┌────────

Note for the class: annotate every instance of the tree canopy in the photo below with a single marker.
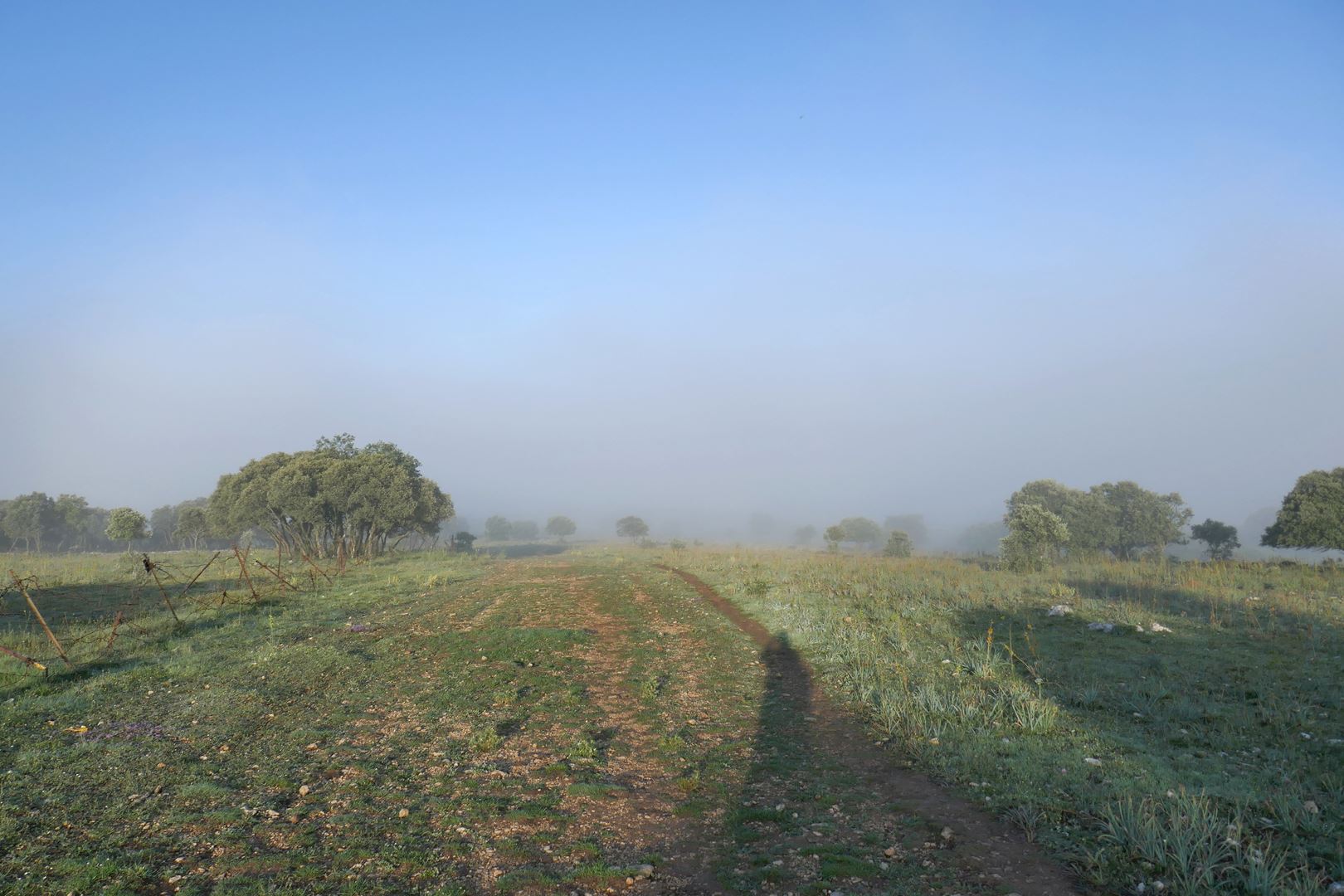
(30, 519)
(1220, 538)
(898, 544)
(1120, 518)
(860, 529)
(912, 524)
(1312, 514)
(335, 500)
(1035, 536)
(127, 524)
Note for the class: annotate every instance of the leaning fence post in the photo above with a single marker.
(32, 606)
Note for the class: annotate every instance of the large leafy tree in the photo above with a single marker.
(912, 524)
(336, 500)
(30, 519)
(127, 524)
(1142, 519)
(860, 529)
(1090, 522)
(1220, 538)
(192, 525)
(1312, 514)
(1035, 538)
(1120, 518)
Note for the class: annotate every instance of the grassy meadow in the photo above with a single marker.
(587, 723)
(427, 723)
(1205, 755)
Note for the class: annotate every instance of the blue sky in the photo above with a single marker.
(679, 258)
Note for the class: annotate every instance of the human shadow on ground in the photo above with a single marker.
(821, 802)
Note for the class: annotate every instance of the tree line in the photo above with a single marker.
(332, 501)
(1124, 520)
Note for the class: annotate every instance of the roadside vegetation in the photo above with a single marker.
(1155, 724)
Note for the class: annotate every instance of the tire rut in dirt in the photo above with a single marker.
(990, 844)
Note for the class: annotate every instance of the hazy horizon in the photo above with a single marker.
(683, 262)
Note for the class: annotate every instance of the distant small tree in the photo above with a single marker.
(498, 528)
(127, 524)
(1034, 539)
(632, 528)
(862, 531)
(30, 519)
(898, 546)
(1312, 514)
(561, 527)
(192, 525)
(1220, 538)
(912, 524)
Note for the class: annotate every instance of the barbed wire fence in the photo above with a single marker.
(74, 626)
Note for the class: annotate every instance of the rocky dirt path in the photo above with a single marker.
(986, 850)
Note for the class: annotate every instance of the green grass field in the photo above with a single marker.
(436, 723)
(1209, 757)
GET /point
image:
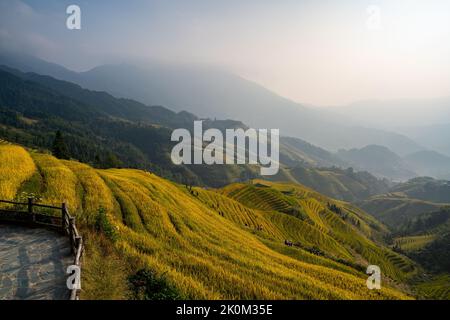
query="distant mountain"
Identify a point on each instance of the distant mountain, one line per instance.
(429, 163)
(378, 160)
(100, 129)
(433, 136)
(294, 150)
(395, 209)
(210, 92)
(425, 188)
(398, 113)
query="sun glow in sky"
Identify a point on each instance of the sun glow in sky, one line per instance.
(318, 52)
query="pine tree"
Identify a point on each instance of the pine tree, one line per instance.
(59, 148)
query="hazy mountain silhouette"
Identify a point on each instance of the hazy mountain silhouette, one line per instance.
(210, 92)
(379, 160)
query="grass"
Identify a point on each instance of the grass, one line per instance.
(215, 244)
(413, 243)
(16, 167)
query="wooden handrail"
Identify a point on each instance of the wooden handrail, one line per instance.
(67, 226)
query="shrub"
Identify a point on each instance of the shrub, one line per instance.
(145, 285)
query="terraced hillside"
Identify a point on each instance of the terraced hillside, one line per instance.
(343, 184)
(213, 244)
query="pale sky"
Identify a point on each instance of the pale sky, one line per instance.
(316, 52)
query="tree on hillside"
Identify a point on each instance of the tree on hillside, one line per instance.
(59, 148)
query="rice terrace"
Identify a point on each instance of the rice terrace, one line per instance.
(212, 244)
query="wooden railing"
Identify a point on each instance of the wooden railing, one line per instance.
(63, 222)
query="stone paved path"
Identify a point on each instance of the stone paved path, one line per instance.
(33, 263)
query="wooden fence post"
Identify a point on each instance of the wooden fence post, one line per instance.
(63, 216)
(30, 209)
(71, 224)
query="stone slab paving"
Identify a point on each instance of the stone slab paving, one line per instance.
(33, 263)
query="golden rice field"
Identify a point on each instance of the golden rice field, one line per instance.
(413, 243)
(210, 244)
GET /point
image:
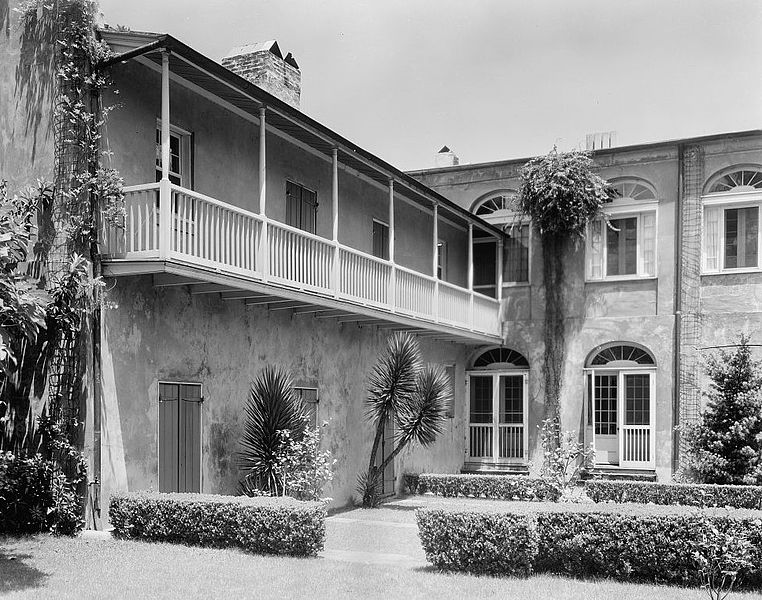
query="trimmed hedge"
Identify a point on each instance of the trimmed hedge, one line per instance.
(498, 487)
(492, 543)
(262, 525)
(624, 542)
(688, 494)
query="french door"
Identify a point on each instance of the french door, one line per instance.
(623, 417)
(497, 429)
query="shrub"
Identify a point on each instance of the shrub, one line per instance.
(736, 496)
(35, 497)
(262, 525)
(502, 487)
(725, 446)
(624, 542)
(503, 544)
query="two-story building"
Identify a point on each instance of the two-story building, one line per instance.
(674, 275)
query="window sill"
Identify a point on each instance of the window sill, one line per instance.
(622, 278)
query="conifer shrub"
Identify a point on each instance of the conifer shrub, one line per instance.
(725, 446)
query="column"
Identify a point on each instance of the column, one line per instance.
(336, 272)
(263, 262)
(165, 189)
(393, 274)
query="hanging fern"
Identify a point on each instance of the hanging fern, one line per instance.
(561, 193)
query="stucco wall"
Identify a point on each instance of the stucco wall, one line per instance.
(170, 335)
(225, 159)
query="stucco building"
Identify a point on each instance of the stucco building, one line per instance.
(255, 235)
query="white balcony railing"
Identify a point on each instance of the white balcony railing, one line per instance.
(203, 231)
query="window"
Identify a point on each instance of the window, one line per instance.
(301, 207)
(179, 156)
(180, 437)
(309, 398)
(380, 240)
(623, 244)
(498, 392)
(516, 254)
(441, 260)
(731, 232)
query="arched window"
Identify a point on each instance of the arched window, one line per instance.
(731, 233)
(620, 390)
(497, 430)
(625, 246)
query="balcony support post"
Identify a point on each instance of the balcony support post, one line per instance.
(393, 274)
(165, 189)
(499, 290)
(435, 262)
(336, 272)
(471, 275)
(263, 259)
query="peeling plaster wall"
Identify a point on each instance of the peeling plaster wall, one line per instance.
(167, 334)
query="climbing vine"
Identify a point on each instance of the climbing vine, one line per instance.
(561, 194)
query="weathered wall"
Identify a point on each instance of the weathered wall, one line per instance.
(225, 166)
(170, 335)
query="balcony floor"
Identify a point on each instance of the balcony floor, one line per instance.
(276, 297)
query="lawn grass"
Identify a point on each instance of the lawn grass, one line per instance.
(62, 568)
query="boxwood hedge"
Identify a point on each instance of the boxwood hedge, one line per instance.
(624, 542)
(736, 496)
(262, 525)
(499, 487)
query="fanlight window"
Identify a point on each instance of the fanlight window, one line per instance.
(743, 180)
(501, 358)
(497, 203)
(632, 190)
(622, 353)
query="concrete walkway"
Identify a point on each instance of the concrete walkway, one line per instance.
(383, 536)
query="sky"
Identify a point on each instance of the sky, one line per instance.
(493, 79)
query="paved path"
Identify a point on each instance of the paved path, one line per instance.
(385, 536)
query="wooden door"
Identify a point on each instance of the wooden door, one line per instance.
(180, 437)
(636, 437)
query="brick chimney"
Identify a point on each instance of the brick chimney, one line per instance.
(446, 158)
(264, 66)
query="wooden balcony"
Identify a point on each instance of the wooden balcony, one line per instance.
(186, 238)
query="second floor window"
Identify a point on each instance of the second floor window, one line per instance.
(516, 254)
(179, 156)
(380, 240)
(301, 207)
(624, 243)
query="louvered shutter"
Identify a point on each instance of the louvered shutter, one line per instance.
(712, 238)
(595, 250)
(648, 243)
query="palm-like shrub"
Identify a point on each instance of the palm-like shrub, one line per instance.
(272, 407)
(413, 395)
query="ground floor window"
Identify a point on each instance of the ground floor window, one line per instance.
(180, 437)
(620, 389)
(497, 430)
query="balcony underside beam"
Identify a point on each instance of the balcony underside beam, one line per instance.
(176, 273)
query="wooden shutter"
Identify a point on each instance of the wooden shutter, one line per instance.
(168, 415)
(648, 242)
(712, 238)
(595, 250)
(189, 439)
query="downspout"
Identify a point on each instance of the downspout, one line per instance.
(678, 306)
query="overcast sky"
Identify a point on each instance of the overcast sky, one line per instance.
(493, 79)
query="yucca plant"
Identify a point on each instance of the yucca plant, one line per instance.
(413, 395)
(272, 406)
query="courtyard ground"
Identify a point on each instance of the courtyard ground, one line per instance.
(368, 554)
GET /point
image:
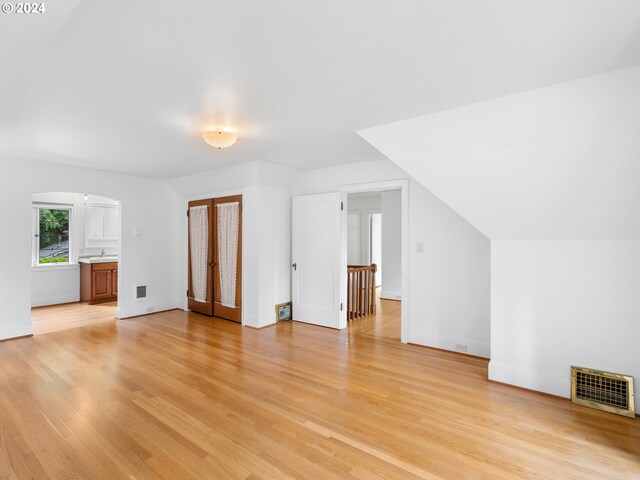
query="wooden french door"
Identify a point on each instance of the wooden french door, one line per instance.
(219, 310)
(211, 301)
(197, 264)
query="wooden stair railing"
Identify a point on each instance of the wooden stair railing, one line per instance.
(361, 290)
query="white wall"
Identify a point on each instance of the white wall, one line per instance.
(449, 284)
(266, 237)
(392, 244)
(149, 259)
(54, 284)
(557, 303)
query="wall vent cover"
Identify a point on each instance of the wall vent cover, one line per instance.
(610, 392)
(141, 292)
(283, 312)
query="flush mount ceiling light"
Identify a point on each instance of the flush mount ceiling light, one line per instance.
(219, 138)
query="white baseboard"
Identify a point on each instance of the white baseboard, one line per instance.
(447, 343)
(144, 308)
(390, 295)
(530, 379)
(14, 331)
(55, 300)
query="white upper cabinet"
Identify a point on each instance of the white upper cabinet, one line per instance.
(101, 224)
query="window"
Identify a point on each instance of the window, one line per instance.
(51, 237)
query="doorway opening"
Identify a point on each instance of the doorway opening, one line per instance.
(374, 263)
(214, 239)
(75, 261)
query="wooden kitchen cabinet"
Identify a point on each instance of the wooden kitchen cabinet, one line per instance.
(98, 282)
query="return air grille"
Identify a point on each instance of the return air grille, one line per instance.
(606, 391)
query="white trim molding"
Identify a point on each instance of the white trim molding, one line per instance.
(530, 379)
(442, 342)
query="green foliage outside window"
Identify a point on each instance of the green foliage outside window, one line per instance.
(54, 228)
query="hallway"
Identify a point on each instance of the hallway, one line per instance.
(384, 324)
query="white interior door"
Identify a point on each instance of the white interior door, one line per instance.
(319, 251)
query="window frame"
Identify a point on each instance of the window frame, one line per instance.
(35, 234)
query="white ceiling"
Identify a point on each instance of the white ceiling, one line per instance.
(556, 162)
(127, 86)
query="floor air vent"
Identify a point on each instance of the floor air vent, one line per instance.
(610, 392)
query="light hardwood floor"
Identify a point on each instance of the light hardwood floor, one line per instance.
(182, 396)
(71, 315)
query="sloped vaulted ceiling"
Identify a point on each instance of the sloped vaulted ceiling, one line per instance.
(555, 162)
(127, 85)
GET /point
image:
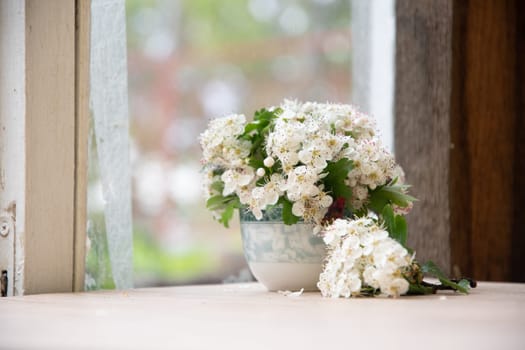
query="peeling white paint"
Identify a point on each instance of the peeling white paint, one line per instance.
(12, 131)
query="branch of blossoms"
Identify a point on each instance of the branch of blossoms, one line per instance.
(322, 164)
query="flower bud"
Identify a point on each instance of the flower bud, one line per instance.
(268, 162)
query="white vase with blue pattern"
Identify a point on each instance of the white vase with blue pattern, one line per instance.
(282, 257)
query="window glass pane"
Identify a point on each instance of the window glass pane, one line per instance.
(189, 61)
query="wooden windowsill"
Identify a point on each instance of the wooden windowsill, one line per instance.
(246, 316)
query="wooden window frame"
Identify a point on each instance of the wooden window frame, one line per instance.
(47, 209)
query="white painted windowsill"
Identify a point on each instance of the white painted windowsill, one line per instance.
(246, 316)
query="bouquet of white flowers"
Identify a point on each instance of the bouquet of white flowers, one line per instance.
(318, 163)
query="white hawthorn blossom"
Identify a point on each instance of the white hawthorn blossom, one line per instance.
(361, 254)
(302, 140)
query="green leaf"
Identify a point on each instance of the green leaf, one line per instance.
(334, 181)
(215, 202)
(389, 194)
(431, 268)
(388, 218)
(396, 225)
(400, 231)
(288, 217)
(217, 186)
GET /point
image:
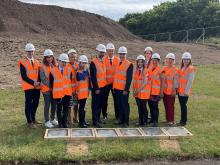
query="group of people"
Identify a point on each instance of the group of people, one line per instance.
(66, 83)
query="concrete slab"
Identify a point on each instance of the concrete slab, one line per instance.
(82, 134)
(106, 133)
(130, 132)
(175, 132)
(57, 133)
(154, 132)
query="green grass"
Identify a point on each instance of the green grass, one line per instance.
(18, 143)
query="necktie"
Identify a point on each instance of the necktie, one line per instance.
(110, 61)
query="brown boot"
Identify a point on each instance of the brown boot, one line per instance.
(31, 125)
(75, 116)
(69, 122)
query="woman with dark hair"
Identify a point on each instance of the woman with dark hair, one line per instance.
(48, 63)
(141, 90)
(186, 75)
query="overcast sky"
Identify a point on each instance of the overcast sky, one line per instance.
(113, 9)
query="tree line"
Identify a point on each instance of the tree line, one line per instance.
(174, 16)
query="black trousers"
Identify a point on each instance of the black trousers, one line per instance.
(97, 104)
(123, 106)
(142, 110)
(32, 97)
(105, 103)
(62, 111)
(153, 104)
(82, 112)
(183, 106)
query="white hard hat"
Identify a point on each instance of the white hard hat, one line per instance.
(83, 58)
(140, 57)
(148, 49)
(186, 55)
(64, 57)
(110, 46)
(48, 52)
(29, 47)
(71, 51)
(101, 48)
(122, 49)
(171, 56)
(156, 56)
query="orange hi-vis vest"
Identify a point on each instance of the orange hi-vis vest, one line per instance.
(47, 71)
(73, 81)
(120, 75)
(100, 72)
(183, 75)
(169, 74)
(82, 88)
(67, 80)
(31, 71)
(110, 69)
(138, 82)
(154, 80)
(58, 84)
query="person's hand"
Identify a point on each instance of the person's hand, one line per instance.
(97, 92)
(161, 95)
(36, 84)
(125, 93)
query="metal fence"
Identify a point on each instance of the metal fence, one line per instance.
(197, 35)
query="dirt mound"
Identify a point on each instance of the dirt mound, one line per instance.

└────────

Problem to solve | Wherever a line of the listing above contains the string "mound", copy that line.

Task solution |
query="dirt mound"
Identify a point on each instance of the dirt mound, one line per instance.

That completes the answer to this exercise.